Passage for review:

━━━━━━━━

On this day in 1993, President Clinton signed the "Brady Bill." The bill did not accomplish its original objective, as introduced in previous Congresses, of restricting private, non-commercial sales of handguns. Nor was the enacted bill structured, as previous versions had been, so that a police chief could indefinitely delay a handgun purchase.
Much of the support for the "Brady Bill" came from the claim--which was demonstrably false--that the bill would have prevented John Hinckley from buying the guns he used to shoot President Reagan and Press Secretary Jim Brady.
At the signing ceremony, President Clinton emotionally told the story of a friend of his who was an Arkansas gun dealer. The gun dealer sold a firearm to an escaped mental patient, who then murdered six people.
"My friend is not over it to this day," said the President, as the crowd applauded. "Don't tell me this bill will not make a difference. That is not true. That is not true."
"Not true" turned out to be a pretty good summation of the President's story, which he had throughout the 1992 campaign.
The Arkansas Democrat-Gazette (Little Rock) tried to track down the origin of the tale. Back in 1984, an Arkansas man named Wayne Lee Crossley used a .45 pistol and a shotgun to murder four people in a bar. Contrary to the Clinton story, Crossley did not buy the guns himself; he convinced a woman friend to buy the guns for him. The Brady Bill did nothing to prevent people with clean records from buying guns for anyone they want.

━━━━━━━━

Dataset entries
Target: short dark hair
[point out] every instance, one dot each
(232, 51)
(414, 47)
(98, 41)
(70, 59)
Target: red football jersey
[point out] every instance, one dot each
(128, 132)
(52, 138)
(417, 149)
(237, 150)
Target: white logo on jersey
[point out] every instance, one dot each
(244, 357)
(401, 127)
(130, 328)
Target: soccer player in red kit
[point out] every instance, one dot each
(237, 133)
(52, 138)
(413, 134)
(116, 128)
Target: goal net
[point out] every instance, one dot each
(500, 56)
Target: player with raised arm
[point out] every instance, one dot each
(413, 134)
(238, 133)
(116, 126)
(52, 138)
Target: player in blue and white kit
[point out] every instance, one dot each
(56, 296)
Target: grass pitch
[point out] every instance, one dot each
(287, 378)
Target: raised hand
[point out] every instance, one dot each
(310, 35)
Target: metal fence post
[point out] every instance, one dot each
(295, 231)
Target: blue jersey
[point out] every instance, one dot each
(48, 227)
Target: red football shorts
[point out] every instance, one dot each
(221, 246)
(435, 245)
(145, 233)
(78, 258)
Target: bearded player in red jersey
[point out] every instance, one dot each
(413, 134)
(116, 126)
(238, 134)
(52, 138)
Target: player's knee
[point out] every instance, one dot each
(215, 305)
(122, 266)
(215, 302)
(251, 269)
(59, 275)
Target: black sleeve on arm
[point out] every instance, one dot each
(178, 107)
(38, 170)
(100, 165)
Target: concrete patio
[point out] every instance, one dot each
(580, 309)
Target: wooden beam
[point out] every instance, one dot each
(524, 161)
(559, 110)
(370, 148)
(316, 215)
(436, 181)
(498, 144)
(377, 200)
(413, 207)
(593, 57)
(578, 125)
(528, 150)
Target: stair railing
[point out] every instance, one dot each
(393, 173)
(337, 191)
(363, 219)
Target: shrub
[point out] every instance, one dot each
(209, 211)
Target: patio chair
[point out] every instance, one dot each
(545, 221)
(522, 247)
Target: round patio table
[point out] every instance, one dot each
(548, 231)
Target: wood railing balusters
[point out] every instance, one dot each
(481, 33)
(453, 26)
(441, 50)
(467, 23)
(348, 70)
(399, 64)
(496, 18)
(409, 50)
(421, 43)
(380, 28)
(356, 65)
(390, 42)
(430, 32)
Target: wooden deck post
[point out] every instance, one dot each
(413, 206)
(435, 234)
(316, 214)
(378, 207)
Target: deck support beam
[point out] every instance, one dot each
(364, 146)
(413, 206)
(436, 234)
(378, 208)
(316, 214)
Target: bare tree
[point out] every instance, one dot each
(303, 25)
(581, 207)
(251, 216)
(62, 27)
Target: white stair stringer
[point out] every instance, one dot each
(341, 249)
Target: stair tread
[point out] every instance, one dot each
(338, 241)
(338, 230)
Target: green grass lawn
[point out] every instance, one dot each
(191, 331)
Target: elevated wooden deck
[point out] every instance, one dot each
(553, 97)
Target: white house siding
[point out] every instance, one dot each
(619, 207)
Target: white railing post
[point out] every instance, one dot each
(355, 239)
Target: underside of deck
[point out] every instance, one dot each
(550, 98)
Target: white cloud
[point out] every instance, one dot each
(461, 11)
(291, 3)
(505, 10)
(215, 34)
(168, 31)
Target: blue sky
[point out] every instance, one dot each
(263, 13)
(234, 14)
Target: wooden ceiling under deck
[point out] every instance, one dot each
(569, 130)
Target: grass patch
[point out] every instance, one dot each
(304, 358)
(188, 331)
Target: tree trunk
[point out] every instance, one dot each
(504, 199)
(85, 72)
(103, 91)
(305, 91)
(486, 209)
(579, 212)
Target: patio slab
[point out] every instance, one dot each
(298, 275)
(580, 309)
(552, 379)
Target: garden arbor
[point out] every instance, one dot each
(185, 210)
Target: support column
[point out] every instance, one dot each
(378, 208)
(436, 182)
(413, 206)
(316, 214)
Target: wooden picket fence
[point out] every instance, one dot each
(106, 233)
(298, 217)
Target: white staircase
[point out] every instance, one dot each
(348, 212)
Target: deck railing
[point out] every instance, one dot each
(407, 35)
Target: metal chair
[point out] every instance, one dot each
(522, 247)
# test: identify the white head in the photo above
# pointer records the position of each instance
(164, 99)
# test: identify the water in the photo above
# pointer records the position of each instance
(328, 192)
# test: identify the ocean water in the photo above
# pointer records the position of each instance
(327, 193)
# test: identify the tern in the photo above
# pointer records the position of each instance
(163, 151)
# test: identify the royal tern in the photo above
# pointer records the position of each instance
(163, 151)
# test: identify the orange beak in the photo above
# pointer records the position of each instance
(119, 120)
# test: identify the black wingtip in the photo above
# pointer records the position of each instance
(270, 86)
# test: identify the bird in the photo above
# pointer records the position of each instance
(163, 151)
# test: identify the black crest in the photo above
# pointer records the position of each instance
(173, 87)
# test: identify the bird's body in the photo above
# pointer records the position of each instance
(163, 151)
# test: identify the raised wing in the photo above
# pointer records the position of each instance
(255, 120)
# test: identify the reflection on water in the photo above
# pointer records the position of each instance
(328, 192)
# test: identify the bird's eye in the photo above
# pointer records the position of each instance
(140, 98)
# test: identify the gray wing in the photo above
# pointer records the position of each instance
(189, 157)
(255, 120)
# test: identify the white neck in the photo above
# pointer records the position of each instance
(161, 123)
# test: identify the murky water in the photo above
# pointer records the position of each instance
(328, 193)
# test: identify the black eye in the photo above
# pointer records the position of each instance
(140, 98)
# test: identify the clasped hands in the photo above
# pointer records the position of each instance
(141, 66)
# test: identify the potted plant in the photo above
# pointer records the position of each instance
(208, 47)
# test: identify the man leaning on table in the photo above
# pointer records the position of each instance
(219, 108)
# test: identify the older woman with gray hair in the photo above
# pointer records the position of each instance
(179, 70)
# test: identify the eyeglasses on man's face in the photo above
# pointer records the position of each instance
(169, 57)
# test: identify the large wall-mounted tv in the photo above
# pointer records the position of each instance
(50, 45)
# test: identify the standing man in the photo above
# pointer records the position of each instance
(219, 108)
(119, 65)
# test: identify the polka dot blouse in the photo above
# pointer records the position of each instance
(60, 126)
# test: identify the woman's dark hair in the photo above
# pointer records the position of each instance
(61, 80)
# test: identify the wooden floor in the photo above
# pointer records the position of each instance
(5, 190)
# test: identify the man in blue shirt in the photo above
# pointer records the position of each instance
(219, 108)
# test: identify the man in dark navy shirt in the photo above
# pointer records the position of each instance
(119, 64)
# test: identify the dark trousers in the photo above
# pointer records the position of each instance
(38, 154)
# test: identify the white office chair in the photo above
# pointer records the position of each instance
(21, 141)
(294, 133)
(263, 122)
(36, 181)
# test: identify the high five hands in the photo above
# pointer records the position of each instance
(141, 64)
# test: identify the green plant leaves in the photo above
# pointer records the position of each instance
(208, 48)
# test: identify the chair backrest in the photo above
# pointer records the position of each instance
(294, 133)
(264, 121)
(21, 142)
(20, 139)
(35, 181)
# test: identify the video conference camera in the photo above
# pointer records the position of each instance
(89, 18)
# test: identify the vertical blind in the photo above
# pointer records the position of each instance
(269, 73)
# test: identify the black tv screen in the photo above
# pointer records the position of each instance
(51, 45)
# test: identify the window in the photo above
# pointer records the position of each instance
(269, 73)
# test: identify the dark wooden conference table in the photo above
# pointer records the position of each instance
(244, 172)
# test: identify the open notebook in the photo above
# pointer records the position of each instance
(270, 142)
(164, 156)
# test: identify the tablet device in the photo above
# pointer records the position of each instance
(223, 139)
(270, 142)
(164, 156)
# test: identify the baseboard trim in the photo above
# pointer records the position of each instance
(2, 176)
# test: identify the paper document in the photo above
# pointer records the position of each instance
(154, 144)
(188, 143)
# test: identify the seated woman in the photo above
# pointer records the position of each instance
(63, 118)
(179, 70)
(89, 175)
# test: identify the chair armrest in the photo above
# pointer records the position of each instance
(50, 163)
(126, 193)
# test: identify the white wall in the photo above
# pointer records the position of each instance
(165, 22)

━━━━━━━━

Exercise set:
1. In the passage on the Brady Bill, how did Wayne Lee Crossley obtain the guns he used in the 1984 bar killings?
2. Decide whether each statement agrees with the passage on the Brady Bill: (a) President Clinton signed the Brady Bill in 1993. (b) The enacted bill allowed a police chief to delay a handgun purchase indefinitely. (c) Crossley killed four people in a bar.
3. Write the next part of the passage on the Brady Bill, picking up after its final sentence.

Responses for each task:
1. He convinced a woman friend to buy the guns for him.

2.
(a) Yes: "On this day in 1993, President Clinton signed the "Brady Bill.""
(b) No: "Nor was the enacted bill structured, as previous versions had been, so that a police chief could indefinitely delay a handgun purchase."
(c) Yes: "used a .45 pistol and a shotgun to murder four people in a bar"

3.
When the media started asking for substantiation of Clinton's story the White House stonewalled. But before the no-answers rule was put in force, one White House staffer admitted that the man might just have been treated at a mental institution, rather than having "escaped from a mental hospital." Simply having undergone mental therapy does not legally disqualify a person from owning a gun, under federal law.
While the President spoke movingly about how his "friend is not over it to this day," the dealer/"friend" who sold the guns died several years before Clinton spoke. (Timothy Clifford, "Clinton's Gun Story is a Murder Mystery," (New York) Daily News, Dec. 3, 1993.)
The Brady Bill imposed a five-government-working-day waiting period, during which local law enforcement could check the background of a handgun buyer. In 1998, the waiting period sunset, and was replaced by the National Instant Check System for all retail firearms sales. In 2004, Congress corrected a NICS administrative abuse which had been invented by the Clinton Administration. The "Tiahart Amendment" outlawed the Clinton practice (which had been administratively ended by the Bush administration) of using NICS to compile a national registration database of gun owners.
After the Brady waiting period was passsed in 1993 (and set for expiration in 1998), gun prohibition lobbyists in 1994 successfully pushed for a federal ban on so-caled "assault weapons" (which expired in 2004).
Almost immediately after passage of the "assault weapon" ban, Handgun Control, Inc. (which later renamed itself "the Brady Campaign"), announced "Brady II." Brady II would make permanent the handgun purchase waiting period which was set to expire in 1998, and would limits handgun purchases to one per month. The bill would also require all states to set up handgun licensing systems, with possession of a handgun permitted only to persons who pass federally-mandated safety training. All handgun transfers would be registered with the government.
Brady II would require every owner of a "large" ammunition clip to be licensed the same way that the federal government licenses machine gun owners. Simply to retain the magazines currently owned, a person would have to be fingerprinted, and pay heavy federal taxes. Brady II would also lower the ten-round limit to six rounds. As a result, the owner of a Colt .45 pistol and the standard seven-round magazine for the gun would need to go through the federal machinegun licensing system.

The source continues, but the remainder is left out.